QUOTED PASSAGE:
════════

CJM112 single ascending dose (SAD) reduction in PASI over time. Line graph demonstrating mean percentage change of PASI from baseline to Week 12 following a single dose of CJM112 compared with placebo. PASI, Psoriasis Area Severity Index.
Mean percentage change in PASI following multiple CJM112 dosing is presented in Fig. 3. Similarly to the effects in SAD, CJM112 multiple dosing results in a dose‐dependent decrease in PASI over time, clearly lower than placebo. The greatest change from baseline at Week 12 was recorded in the CJM112 150 mg low frequency group (−89%), compared with −3% in the placebo group. The fact that the highest dose group (CJM112 150 mg high frequency) did not exceed the effect of the CJM112 150 mg low frequency dose group demonstrates that the maximal possible effect has probably been reached (referred to as ‘ceiling effect’). CJM112 150 mg high frequency demonstrated similar efficacy compared with secukinumab 150 mg, with a reduction of −76% and −78% at Week 12, respectively.
Figure 3.
CJM112 multiple dosing (MD) reduction in PASI over time. Line graph demonstrating mean percentage change of PASI from baseline to Week 12 following multiple dosing of CJM112 compared with placebo and secukinumab. PASI, Psoriasis Area Severity Index.

════════

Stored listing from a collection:

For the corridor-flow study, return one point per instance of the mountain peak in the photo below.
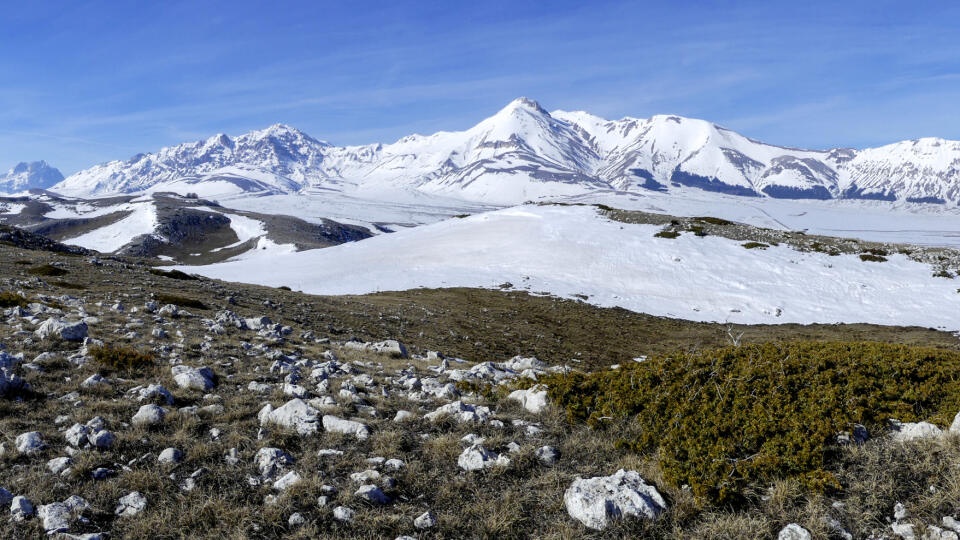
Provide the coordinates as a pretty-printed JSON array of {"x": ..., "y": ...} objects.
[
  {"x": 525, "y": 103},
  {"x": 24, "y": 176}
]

════════

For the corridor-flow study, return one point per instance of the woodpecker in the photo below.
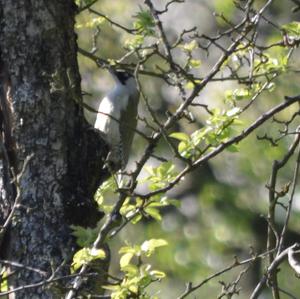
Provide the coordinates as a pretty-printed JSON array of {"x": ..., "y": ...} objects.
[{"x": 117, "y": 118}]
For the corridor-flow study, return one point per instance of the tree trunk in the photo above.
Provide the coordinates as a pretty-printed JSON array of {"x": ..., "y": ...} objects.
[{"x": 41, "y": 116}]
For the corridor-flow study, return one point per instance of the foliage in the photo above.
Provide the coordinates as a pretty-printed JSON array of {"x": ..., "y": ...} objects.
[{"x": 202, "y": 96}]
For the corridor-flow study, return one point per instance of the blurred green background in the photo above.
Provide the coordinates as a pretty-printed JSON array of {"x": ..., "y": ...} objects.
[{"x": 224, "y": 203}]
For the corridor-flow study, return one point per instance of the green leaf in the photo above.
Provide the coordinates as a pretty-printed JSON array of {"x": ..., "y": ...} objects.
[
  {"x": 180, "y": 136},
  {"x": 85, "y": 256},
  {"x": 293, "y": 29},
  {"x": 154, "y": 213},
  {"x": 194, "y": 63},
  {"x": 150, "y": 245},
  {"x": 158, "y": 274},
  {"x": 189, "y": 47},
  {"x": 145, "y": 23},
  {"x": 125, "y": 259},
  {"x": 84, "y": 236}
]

════════

Please repeat the passage on CJM112 and PASI word for word, starting with "CJM112 single ascending" and going on through "placebo. PASI, Psoriasis Area Severity Index.".

CJM112 single ascending dose (SAD) reduction in PASI over time. Line graph demonstrating mean percentage change of PASI from baseline to Week 12 following a single dose of CJM112 compared with placebo. PASI, Psoriasis Area Severity Index.